• **CHALLENGE**
Find every line in the rows below that contains the word "instance" and copy each of those lines.

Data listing

──────

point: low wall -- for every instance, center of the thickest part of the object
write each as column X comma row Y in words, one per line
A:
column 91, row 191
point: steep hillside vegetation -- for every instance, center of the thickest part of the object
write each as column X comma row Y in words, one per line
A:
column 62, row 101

──────

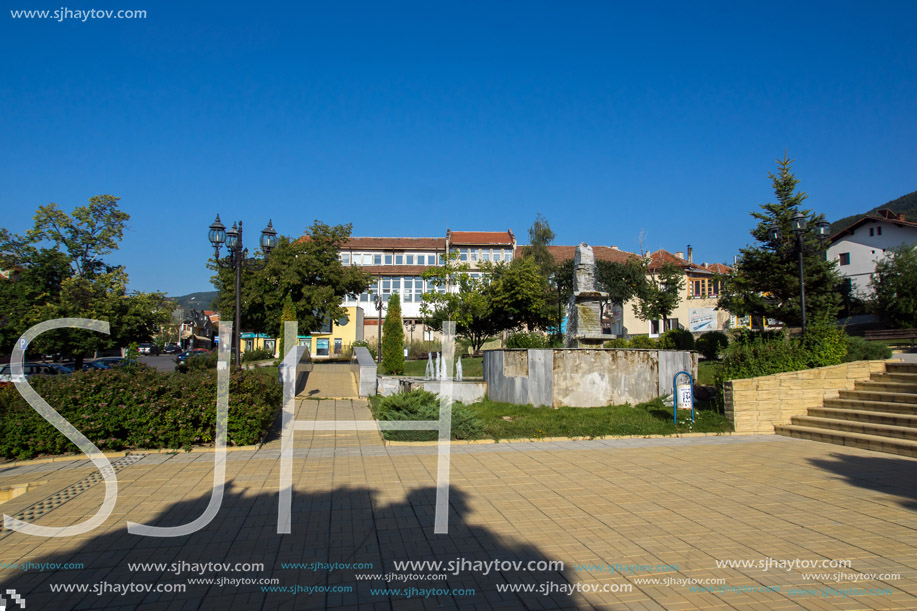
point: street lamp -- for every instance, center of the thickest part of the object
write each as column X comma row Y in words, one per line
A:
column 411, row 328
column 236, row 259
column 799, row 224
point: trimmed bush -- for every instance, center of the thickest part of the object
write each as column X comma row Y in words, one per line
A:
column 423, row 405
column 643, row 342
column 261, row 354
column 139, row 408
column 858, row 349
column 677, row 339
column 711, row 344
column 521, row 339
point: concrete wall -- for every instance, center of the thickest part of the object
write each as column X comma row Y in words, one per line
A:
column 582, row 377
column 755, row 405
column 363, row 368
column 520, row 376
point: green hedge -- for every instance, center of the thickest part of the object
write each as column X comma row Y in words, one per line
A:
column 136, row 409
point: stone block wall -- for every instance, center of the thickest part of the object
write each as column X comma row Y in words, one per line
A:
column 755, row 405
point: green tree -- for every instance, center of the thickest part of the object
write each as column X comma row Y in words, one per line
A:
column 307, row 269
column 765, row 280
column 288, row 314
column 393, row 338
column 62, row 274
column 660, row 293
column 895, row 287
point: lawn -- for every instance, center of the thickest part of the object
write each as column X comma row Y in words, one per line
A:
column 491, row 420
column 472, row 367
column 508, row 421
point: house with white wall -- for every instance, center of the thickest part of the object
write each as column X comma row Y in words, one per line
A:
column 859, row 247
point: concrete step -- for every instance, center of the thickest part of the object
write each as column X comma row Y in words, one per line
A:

──────

• **RESPONSE TO THIS TASK**
point: low wall -- for every instance, center of the thickest part of the object
point: steep hillside vegetation -- for every instance, center of the thickest part of the object
point: street lamp -- for every instance, center of the thickest part of the object
point: trimmed bush -- for every instance, center of the thickest part of the object
point: concrete wall -- for every instance, center of the thickest part of the object
point: green hedge -- for every instance, center of the thickest part of the object
point: stone block wall -- for every instance, center of the thickest part of the object
point: green tree -- for every instance, center of the thickest part of the object
point: lawn -- for every instance, center of the thickest part of the object
point: house with white wall -- for every instance, center of the thickest part of the object
point: concrete step -- for every instance, center of the thickest part of the object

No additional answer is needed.